PROVIDED TEXT:

Before You Download Another Template...

If you're anything like me, you've probably downloaded your fair share of business templates over the years.

A client onboarding checklist… a project tracker… a proposal template… an SOP bundle… a Notion workspace that promised to organize your entire business…

I've done it too.

And while I genuinely believe templates can be incredibly helpful, I've learned something after working alongside interior designers and creative business owners for more than a decade:

A template almost never solves the problem on its own.

Templates Aren't the Problem

Most templates are well designed! They're built with good intentions and often come from people with years of experience.


The challenge isn't the template itself. The challenge is figuring out whether it actually fits your business. Every creative business is different: your services are different, your clients are different, your team is different, the way you naturally think and make decisions is different.


A template can give you a starting point, but it can't tell you whether you're solving the right problem in the first place.


Sometimes We're Solving the Wrong Problem

A designer might tell me they need a better onboarding process… but after talking for thirty minutes, we realize the onboarding isn't actually the issue.


Maybe the real challenge is that expectations aren't being set clearly during the discovery call.

Or perhaps pricing isn't being communicated consistently.

Or maybe the client experience feels rushed because the studio has outgrown the way projects are scheduled.


The template wasn't wrong! It just wasn't addressing the root cause.

That's why I almost always start with a conversation before recommending a solution.


The Internet Gives Us Solutions Before Understanding


There has never been more information available to interior designers and creative business owners!

You can download a template, watch a tutorial, or buy a course for almost every aspect of running a business. That's an incredible resource.

But it also creates a temptation to jump straight into implementation before fully understanding what's creating friction. Sometimes we assume we need better software, or another template, or we convince ourselves we just need to be more disciplined.

RECORDED DATA:
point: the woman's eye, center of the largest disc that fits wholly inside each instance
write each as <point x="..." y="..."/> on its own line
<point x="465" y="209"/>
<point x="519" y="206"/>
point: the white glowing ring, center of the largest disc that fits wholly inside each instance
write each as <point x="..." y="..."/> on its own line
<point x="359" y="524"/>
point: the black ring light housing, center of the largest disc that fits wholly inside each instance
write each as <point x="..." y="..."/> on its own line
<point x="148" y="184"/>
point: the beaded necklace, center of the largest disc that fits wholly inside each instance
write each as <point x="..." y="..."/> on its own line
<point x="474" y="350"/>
* * *
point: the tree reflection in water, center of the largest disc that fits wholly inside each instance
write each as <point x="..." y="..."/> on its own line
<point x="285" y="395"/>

SHORT PROBLEM: Please write out the whole post about business templates word for word, from its title through its final sentence. The lines above are separate material.

EXERCISE OUTPUT:
Before You Download Another Template...

If you're anything like me, you've probably downloaded your fair share of business templates over the years.

A client onboarding checklist… a project tracker… a proposal template… an SOP bundle… a Notion workspace that promised to organize your entire business…

I've done it too.

And while I genuinely believe templates can be incredibly helpful, I've learned something after working alongside interior designers and creative business owners for more than a decade:

A template almost never solves the problem on its own.

Templates Aren't the Problem

Most templates are well designed! They're built with good intentions and often come from people with years of experience.


The challenge isn't the template itself. The challenge is figuring out whether it actually fits your business. Every creative business is different: your services are different, your clients are different, your team is different, the way you naturally think and make decisions is different.


A template can give you a starting point, but it can't tell you whether you're solving the right problem in the first place.


Sometimes We're Solving the Wrong Problem

A designer might tell me they need a better onboarding process… but after talking for thirty minutes, we realize the onboarding isn't actually the issue.


Maybe the real challenge is that expectations aren't being set clearly during the discovery call.

Or perhaps pricing isn't being communicated consistently.

Or maybe the client experience feels rushed because the studio has outgrown the way projects are scheduled.


The template wasn't wrong! It just wasn't addressing the root cause.

That's why I almost always start with a conversation before recommending a solution.


The Internet Gives Us Solutions Before Understanding


There has never been more information available to interior designers and creative business owners!

You can download a template, watch a tutorial, or buy a course for almost every aspect of running a business. That's an incredible resource.

But it also creates a temptation to jump straight into implementation before fully understanding what's creating friction. Sometimes we assume we need better software, or another template, or we convince ourselves we just need to be more disciplined.